┌─ TESTO ESTRATTO

Kneecap, niente Sziget: sono stati banditi per tre anni dall’Ungheria. La reazione del trio: “Decisione oltraggiosa”
Il governo ungherese ha vietato l’ingresso nel paese, per un periodo di tre anni, ai membri dei Kneecap, il trio hip-hop originario dell’Irlanda del Nord, noto per le sue posizioni politiche di sinistra e il forte sostegno alla causa palestinese. La band era attesa allo Sziget Festival, uno dei maggiori eventi musicali europei, in programma a Budapest dal 6 all’11 agosto.
A spiegare il provvedimento è stato Zoltán Kovács, portavoce dell’esecutivo guidato dall’estrema destra ungherese, che ha accusato i Kneecap di antisemitismo e di sostenere il terrorismo. Kovács ha definito la loro presenza una possibile minaccia alla sicurezza nazionale. Gli organizzatori dello Sziget hanno criticato duramente la decisione, definendola “senza precedenti”, “non necessaria” e “deplorevole”.

└─

_OBIETTIVO 1_
Secondo l'articolo sui Kneecap, in quali giorni era in programma lo Sziget Festival a Budapest?
_OBIETTIVO 2_
Prosegui l'articolo sui Kneecap dopo la sua ultima frase.
Il materiale riportato di seguito è a sé stante rispetto all'articolo sui Kneecap.

┌─ ESTRATTI DEI DATI

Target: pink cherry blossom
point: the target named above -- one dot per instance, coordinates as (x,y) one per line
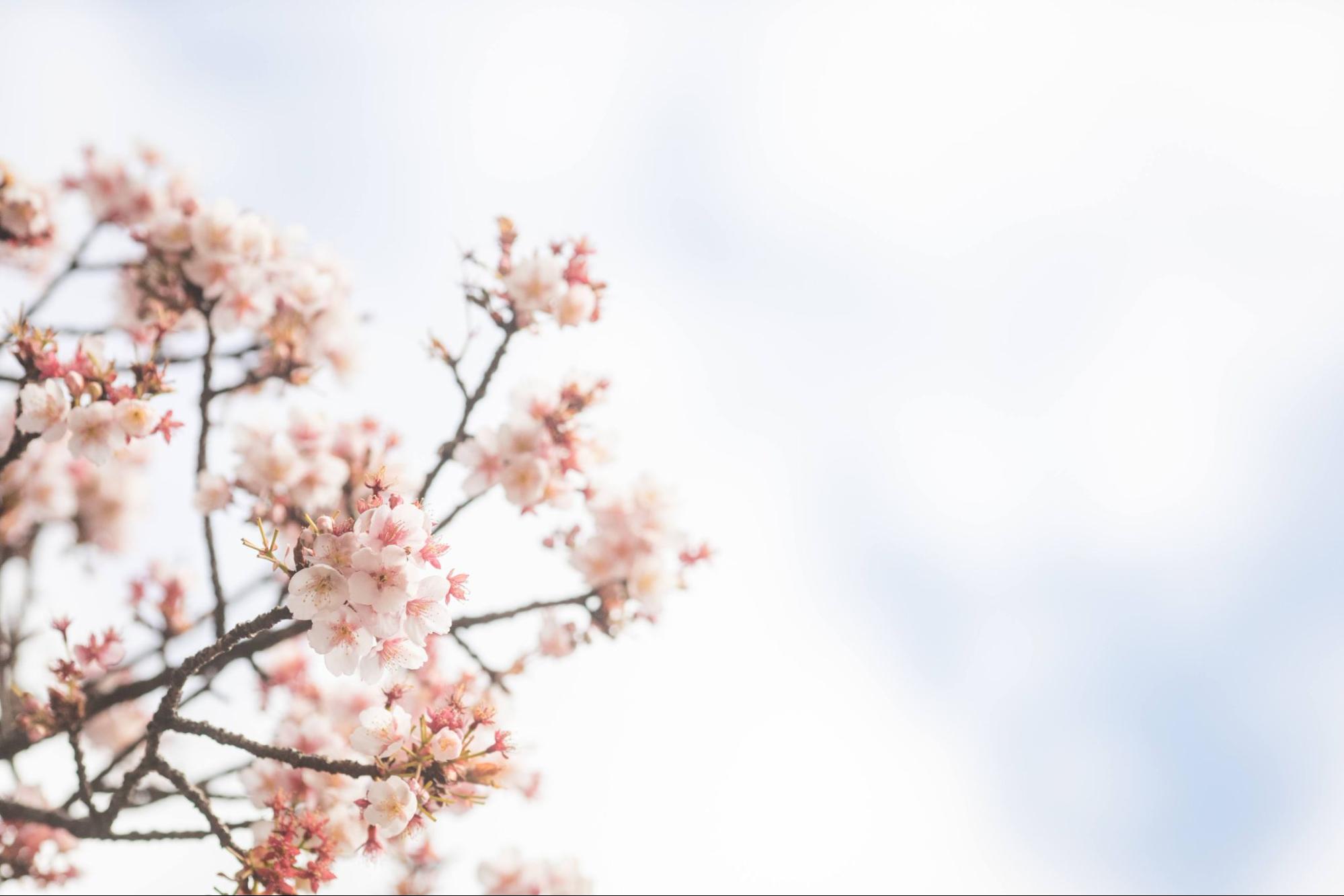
(44,409)
(391,805)
(342,640)
(316,592)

└─

_RISPOSTA SCRITTA 1_
Dal 6 all'11 agosto.

_RISPOSTA SCRITTA 2_
Durante i loro concerti, il trio proietta spesso frasi di denuncia contro le politiche di Israele, come ad esempio “Israele sta commettendo un genocidio contro il popolo palestinese”. Tali prese di posizione hanno portato a frequenti accuse di antisemitismo da parte di organizzazioni ebraiche e di alcuni esponenti politici vicini al governo israeliano.
Non è la prima volta che i Kneecap finiscono al centro di polemiche. Durante il festival di Glastonbury, nel Regno Unito, la loro esibizione aveva già sollevato controversie. Inoltre, a maggio, uno dei membri del gruppo, Liam Óg Ó hAnnaidh (alias Mo Chara), è stato incriminato nel Regno Unito per reati legati al terrorismo: secondo l’accusa, durante un concerto a Londra avrebbe esposto una bandiera di Hezbollah e urlato slogan a sostegno del gruppo libanese e di Hamas, entrambe considerate organizzazioni terroristiche dal governo britannico.
I Kneecap hanno respinto le accuse, sostenendo di non supportare né Hamas né Hezbollah, e definendo le accuse di antisemitismo come un tentativo di distogliere l’attenzione dalla crisi umanitaria e dalle vittime civili causate dall’offensiva israeliana nella Striscia di Gaza.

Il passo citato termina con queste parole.